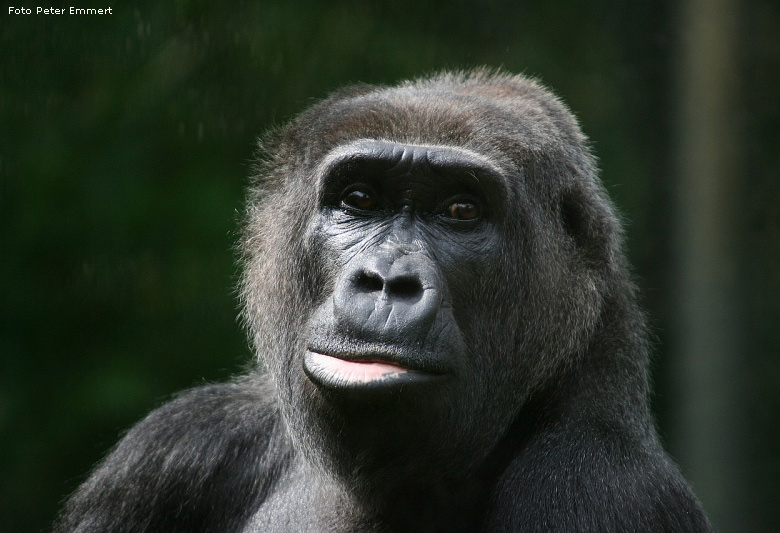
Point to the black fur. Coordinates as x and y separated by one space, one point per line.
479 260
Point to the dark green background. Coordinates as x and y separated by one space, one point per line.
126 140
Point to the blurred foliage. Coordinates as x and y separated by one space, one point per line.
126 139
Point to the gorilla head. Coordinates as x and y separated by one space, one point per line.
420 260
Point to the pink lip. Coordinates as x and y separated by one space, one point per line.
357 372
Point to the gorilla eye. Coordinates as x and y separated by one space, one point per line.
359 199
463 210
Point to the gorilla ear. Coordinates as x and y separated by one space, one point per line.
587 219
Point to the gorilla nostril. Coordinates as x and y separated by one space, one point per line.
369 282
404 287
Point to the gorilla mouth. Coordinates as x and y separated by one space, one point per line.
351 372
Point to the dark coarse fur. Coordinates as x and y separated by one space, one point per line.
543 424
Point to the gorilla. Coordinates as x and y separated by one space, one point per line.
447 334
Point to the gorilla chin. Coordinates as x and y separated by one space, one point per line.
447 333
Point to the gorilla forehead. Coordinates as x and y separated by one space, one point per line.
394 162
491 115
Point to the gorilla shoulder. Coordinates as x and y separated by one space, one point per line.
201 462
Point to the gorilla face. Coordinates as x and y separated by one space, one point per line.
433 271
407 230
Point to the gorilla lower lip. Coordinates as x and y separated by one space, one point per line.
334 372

Problem details: Every record must be copied exactly, with images dropped from the result.

Answer section:
Point to the black fur. Coordinates as x and y separated by one space, one point per line.
479 260
Point to the dark green background. Coordinates as x and y separated by one space, one point per line.
126 140
Point to the blurred foliage. Coordinates as x and y separated by one space, one point per line.
126 139
Point to the gorilla head. Coordinates as x and y separated by one space, one point per line.
420 260
Point to the pink lip. Coordinates as x and y separated by one space, one point per line.
357 372
Point to the gorilla eye. Coordinates as x and y separated by one space, one point per line.
359 199
463 210
Point to the gorilla ear. Coordinates as x and y separated by one space, one point per line.
587 219
Point to the gorilla nostril. Coordinates as x and y separated by one space, one point per line.
369 282
404 287
Point to the gorilla mouth. Coordinates as x and y separated by one space, one point per line.
351 372
Point to the dark coarse fur. Coordinates as x and y separated by one space, one point per line.
543 424
Point to the gorilla. Coordinates as x and y separated by one space, one point per line.
447 334
Point to the gorilla chin. Coordinates as x and y separated by one space, one point per line.
447 333
Point to the gorilla forehead. Coordinates as x and y separated by one space, one point per line.
394 162
491 115
Point to the gorilla shoulder. Coordinates as x and y separated by one space, one point per line.
201 462
Point to the gorilla face. Coordinates as x and y separated by one space, one point per line.
433 271
407 230
Point to the gorilla lower lip. Coordinates as x and y separated by one space, one point per line.
334 372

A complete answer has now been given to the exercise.